### What you need to do:
• A. In the personal finance Q&A below, what share of salary going toward EMIs means it is not the best time to buy the car or the asset?
• B. Which goals does the reader state in the personal finance Q&A below? List every one.

### Text provided:
☆ ☆ ☆

Q. I’m a newly-appointed Central government employee. On January 31, I got my first salary of ₹42,000 (including NPS) credited to my account. I want a small bungalow-type house by age 28-30 and a car by 25 years and want to make some regular foreign trips. I’ve no liabilities to take as for now. I’m interested in equities also as interest given by institutions is low. Please guide me in diversifying my portfolio.

Abhishek Prasad Shaw

A. Congratulations on your new job and earnings. It is good to have clear goals. And, it is equally good to have some savings before you make large-ticket purchases. Both car and home are big-ticket purchases. And, foreign trips will be big-ticket expenses annually. So, you will need to not only save sufficiently but also wait salary increases to ensure you are able to pay up car-loan EMI (if you take a loan), home upfront margin as well as home EMI. For now, focus on investing in simple equity funds such as Nifty 50 and Nifty 500 index funds and some short-duration debt funds.

Interest rates in debt cannot be high as their risk is lower than equity. Similarly, it will be imprudent to deploy 100 per cent in equity thinking elevated risk means getting high returns.

High risk means the risk of heavy losses as well. Start investing through SIPs and take stock of where you are when you reach 25. If over 20-30 per cent of your salary is going towards EMIs, then you will know it is not the best time to purchase either the car or the asset. You will have to delay it. SIPs of ₹1,000 or ₹2,000 will not take you far for the goals mentioned. Hence, start investing through SIPs and continue (do not stop) when markets fall. Do not venture into direct stocks or F&O if you do not know anything about the stock market. If you decide to learn, even then invest only that part of your income that you can afford to lose, for now, in direct stocks. (Vidya Bala)

☆ ☆ ☆

### Entries provided:
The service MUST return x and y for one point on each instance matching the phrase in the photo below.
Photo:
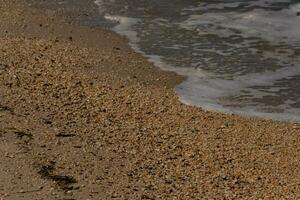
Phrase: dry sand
(84, 117)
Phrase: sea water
(239, 56)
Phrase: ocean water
(239, 56)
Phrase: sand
(82, 116)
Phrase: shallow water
(240, 56)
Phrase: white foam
(203, 88)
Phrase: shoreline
(87, 17)
(82, 119)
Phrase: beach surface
(82, 116)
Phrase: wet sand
(84, 117)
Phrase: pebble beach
(83, 116)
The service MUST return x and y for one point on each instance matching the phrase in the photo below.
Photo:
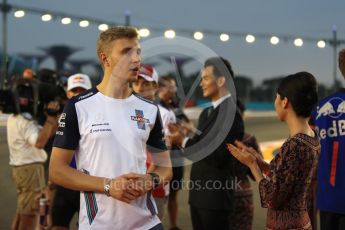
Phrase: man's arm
(50, 126)
(163, 167)
(61, 173)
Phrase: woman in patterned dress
(284, 183)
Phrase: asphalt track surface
(264, 128)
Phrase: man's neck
(220, 94)
(114, 88)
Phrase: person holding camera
(26, 139)
(66, 201)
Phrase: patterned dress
(242, 216)
(285, 191)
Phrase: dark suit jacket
(212, 178)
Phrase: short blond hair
(341, 61)
(113, 33)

☆ ☆ ☆

### Exercise answers:
• A. Over 20-30 per cent of the salary.

• B.
- A small bungalow-type house by age 28-30
- A car by 25 years
- Regular foreign trips